January 11, 2006 at 9:01 am
I run a "script" that grabs every database on a sql 2005 server, "cursors" through every table in each database and runs DBCC SHOWCONTIG on each table. I use cursors and a VB program (to get the database names). Works but seems kliudgy to me. I would like to know how the "sophisticated" DBAs out there handle this matter (i.e. looping through all the databases, then each table in each databse.)
TIA,
Bill
January 11, 2006 at 9:59 am
If you do a search on DBCC SHOWCONTIG on this site you will find several scripts that do a SHOWCONTIG. Pick the one that best suits your needs. To execute the script in multiple databases you something like:
EXEC sp_MSforeachdb "USE ? IF db_name() NOT IN ('master', 'tempdb', 'model', 'msdb')

[DATASET ENTRIES]
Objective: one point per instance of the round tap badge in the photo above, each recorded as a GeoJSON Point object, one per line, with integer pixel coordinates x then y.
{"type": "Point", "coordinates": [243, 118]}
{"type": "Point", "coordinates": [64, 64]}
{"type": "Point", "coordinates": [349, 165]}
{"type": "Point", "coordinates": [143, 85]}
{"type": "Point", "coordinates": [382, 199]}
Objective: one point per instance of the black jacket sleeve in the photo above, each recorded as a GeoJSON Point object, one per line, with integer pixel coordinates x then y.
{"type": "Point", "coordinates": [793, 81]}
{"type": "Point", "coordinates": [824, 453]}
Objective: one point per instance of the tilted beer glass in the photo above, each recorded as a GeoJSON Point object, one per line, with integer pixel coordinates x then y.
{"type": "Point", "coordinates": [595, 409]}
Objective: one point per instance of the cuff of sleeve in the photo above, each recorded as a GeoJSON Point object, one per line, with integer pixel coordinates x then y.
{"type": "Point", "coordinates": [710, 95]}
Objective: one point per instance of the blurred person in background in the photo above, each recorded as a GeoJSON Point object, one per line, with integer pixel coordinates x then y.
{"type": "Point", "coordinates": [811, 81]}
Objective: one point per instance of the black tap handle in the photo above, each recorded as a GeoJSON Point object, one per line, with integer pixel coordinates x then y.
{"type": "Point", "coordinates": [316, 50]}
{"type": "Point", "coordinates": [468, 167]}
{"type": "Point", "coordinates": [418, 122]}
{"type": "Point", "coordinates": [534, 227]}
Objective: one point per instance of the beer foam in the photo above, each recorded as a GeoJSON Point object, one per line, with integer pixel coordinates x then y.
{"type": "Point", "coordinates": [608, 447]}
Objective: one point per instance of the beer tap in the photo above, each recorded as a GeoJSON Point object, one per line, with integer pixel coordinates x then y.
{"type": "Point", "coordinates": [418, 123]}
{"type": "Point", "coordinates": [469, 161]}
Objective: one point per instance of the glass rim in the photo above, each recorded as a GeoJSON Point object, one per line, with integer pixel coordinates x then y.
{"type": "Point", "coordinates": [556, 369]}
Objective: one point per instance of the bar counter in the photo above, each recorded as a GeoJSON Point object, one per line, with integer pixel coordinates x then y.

[WORK TO DO]
List every database name that the NOT IN clause at the end of the DBCC SHOWCONTIG forum thread above excludes.

[WORKED ANSWER]
master, tempdb, model, msdb